» **Problem**:
An exact copy of the entries below is the expected answer.

***** Data shown

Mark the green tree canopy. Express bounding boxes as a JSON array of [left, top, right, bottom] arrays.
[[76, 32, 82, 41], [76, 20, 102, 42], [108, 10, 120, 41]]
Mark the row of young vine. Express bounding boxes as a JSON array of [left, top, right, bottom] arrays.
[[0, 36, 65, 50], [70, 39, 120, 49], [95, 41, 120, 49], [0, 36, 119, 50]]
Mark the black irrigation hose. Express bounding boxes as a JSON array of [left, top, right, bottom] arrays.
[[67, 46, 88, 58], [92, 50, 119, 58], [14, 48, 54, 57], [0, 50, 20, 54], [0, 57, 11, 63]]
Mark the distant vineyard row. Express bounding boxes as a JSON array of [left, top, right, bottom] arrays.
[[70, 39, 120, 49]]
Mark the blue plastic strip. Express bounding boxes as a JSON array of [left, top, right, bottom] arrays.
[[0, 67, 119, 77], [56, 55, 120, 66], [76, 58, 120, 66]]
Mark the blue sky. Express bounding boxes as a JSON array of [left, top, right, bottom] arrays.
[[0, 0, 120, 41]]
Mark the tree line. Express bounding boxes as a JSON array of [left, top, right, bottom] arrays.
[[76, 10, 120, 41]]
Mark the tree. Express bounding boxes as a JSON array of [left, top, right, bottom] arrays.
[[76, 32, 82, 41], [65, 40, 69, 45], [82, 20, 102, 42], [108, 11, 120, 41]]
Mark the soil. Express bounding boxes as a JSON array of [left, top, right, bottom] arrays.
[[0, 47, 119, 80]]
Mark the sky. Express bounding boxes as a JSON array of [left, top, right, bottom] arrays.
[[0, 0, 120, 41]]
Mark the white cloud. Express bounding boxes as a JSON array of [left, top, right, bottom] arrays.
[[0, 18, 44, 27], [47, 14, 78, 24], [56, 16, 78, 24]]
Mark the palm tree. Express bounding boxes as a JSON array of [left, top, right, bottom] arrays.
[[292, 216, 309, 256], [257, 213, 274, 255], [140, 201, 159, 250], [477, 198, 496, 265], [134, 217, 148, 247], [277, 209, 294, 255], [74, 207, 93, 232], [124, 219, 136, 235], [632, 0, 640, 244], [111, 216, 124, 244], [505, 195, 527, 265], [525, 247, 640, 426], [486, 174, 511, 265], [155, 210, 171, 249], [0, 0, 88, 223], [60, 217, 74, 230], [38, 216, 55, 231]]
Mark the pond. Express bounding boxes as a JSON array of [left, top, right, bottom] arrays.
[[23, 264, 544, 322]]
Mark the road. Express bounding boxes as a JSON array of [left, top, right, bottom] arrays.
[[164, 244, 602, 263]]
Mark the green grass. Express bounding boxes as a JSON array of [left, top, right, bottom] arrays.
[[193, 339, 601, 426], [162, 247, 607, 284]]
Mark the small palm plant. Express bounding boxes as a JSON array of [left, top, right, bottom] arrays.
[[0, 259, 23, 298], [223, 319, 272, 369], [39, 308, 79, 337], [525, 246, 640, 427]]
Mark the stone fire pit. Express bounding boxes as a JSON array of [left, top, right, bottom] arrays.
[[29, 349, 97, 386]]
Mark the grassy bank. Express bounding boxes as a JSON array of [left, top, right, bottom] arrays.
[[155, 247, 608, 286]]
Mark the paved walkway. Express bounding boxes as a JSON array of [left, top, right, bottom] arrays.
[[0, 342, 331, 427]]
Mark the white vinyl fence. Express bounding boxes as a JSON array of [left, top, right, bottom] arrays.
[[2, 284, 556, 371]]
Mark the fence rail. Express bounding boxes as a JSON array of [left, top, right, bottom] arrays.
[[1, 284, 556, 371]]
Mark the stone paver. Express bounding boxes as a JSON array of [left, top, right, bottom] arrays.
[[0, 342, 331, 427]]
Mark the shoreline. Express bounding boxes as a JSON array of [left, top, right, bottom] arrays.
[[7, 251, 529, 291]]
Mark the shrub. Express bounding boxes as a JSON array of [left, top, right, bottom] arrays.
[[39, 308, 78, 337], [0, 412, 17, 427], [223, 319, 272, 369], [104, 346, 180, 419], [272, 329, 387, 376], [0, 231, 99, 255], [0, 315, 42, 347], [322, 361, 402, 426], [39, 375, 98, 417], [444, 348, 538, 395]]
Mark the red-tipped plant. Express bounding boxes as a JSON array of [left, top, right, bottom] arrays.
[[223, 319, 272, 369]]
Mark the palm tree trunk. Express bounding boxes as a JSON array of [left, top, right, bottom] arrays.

**********

» **Task result**:
Mark the green tree canopy. Express bounding boxes as a JSON array of [left, top, right, bottom] arrays.
[[76, 32, 82, 41], [76, 20, 102, 42], [108, 10, 120, 41]]
Mark the row of young vine. Express bounding boxes as a JSON array of [left, top, right, bottom] arrays.
[[0, 36, 65, 50], [70, 39, 120, 49], [95, 41, 120, 49], [0, 36, 119, 50]]
Mark the black irrigation hose. Express bounding boxes as a JSON array of [left, top, right, bottom] arrays.
[[67, 46, 88, 58], [92, 50, 119, 58], [14, 48, 54, 57], [0, 50, 20, 54], [0, 57, 11, 63]]
Mark the distant vineyard row. Express bounding boxes as a JSON array of [left, top, right, bottom] arrays.
[[70, 39, 120, 49]]
Mark the blue plastic strip. Express bounding boxes as a JSON array of [left, top, right, bottom] arrays.
[[0, 67, 119, 77], [56, 55, 120, 66], [76, 58, 120, 66]]
Mark the blue sky. Express bounding boxes as a JSON array of [left, top, right, bottom] arrays.
[[0, 0, 120, 41]]
Mark the tree line. Express bounding boxes as a JSON array of [left, top, right, bottom] arrays.
[[76, 10, 120, 41]]
Mark the tree. Express bounding boxes as a JSON array of [left, top, right, bottom] arrays.
[[76, 32, 82, 41], [65, 40, 69, 45], [82, 20, 102, 42], [108, 11, 120, 41]]
Mark the soil. Express bounding boxes as a JSON array of [left, top, right, bottom] arrays.
[[0, 47, 119, 80]]
Mark the sky. Express bounding boxes as a JSON array of [left, top, right, bottom] arrays.
[[0, 0, 120, 41]]
Mark the white cloud. Express bounding boxes as a JSON array of [left, top, right, bottom] arrays.
[[0, 18, 44, 27], [47, 14, 78, 24], [56, 16, 78, 24]]
Mark the palm tree. Express bounding boxes as a JSON array of [left, top, right, bottom] arrays.
[[292, 216, 309, 256], [257, 213, 274, 255], [140, 201, 159, 250], [477, 198, 496, 265], [134, 217, 148, 247], [277, 209, 294, 255], [74, 207, 93, 232], [124, 219, 136, 235], [632, 0, 640, 244], [111, 216, 124, 244], [505, 195, 527, 265], [525, 247, 640, 426], [486, 174, 511, 265], [155, 210, 171, 249], [0, 0, 88, 223], [60, 217, 74, 230], [38, 216, 55, 231]]
Mark the pond. Express bounding boxes as a JSON array of [left, top, right, bottom] arrays.
[[23, 264, 544, 322]]
Mark the road. Express bounding boxes as a JSON array of [left, top, right, bottom] arrays.
[[164, 244, 602, 263]]
Mark the green grass. Express bounding boxes as a JSON array of [left, top, right, bottom] arrays.
[[193, 339, 601, 426], [162, 247, 607, 284]]
Mark the small palm plant. Express bounding boxes as a JSON array of [left, top, right, bottom] arrays.
[[0, 259, 23, 298], [223, 319, 272, 369], [39, 308, 79, 337], [525, 246, 640, 427]]
Mark the stone fire pit. Express bounding boxes as a JSON array of [left, top, right, bottom] arrays.
[[29, 349, 97, 386]]
Mark the grassy bank. Express bounding boxes as a JSON array of [left, top, right, bottom] arrays.
[[155, 247, 608, 286]]
Mark the paved walkway. Express bounding boxes as a JSON array of [left, top, right, bottom] arrays.
[[0, 342, 331, 427]]
Mark the white vinyl fence. Express bounding boxes as a JSON array of [left, top, right, bottom] arrays.
[[2, 284, 556, 371]]
Mark the fence rail. Express bounding boxes as a JSON array of [left, top, right, bottom] arrays.
[[1, 284, 556, 371]]
Mark the stone paver. Express bounding boxes as a JSON array of [left, top, right, bottom] arrays.
[[0, 342, 331, 427]]
Mark the shoreline. Express bounding boxes as a JSON array of [left, top, right, bottom] arrays.
[[7, 251, 529, 291]]
Mark the shrub. Express bounding boxes as a JSON array of [left, top, right, bottom] arrays.
[[39, 308, 78, 337], [0, 412, 17, 427], [223, 319, 272, 369], [104, 346, 180, 419], [272, 329, 387, 376], [0, 231, 99, 255], [0, 315, 42, 347], [322, 361, 402, 426], [39, 375, 98, 417], [444, 348, 538, 395]]
Mark the red-tipped plant. Express bounding boxes as a JSON array of [left, top, right, bottom] arrays.
[[223, 319, 272, 369]]
Mark the palm tree trunk. Express bounding boxes as a JSON array of [left, top, right, bottom] arrays.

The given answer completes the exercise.